▶ [Document excerpt]:
Content starts
Show HN: Japanese City Name Generator – Using a Simple 3-Layer MLP

citygen.freemanjiang.com

17 points by freemanjiang 19 hours ago

I trained and deployed my first model: a Japanese city name generator using just a 3-layer MLP under the hood. It runs in the browser fully locally on the onnx runtime.

Trained on <2,000 real Japanese city names, what's interesting is that on this simple task the simple MLP performed better than more complex models which tended to overfit and generate existing names.

stuartcw 9 hours ago

If you used the kanji names of the cities and towns it would be a lot more realistic.

I’ve lived in Japan since 1988 and this just seems like a list of jibberish to me. Japanese city names are, like English city names, made up of meaningful components i.e. Newbridge, 新橋,しんばし, Shinbashi. So there is nothing to get a hook on. It’s just syllables.

Try it with 2000 English city names and you will get the same quality of output.
Content ends
▶ [Record excerpts]:
Content starts
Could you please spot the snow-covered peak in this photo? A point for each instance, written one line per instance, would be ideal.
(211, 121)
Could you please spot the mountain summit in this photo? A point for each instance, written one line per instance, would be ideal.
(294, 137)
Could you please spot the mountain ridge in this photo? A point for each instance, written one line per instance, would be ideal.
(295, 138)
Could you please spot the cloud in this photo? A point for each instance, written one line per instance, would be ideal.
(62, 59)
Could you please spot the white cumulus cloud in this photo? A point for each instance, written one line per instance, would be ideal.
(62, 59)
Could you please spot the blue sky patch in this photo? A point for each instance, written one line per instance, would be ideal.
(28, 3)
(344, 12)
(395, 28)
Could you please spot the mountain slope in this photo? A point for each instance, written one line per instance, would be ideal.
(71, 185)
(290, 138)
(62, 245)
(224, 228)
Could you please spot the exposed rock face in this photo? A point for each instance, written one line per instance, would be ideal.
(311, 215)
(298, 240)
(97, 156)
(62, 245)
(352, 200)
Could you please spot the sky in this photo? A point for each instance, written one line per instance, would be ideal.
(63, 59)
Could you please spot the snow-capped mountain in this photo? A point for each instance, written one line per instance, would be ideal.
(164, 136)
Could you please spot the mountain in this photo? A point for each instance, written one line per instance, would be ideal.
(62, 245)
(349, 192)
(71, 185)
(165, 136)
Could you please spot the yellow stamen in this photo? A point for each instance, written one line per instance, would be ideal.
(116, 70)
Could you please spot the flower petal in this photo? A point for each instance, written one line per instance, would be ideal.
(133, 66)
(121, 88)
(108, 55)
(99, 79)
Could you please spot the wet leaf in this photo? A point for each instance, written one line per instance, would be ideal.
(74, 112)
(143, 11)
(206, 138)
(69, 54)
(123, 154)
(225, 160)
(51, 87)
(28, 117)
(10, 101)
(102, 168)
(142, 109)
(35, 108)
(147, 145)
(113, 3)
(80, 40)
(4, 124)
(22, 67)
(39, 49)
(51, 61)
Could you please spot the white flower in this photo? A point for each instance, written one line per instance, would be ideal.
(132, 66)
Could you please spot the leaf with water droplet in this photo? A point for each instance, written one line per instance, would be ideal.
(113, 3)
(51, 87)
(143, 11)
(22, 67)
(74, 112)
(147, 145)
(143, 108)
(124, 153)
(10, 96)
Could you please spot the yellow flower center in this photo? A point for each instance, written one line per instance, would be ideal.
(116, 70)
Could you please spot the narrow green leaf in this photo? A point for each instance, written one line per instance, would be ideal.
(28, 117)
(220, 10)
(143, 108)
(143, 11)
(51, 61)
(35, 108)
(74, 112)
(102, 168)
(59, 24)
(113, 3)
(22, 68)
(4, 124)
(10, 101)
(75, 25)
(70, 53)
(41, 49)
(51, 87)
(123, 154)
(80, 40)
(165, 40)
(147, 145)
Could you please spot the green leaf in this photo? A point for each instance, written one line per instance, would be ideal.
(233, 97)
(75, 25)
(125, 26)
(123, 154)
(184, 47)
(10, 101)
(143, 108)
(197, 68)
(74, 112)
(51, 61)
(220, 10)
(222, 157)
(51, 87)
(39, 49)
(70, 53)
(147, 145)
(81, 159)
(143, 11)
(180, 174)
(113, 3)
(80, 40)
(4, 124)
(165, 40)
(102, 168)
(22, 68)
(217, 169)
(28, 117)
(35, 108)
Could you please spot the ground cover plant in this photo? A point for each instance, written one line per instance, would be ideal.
Content ends
▶ [Problem description]: In the city name generator post, on what runtime does the model run in the browser?

▶ [Answer section]: The onnx runtime.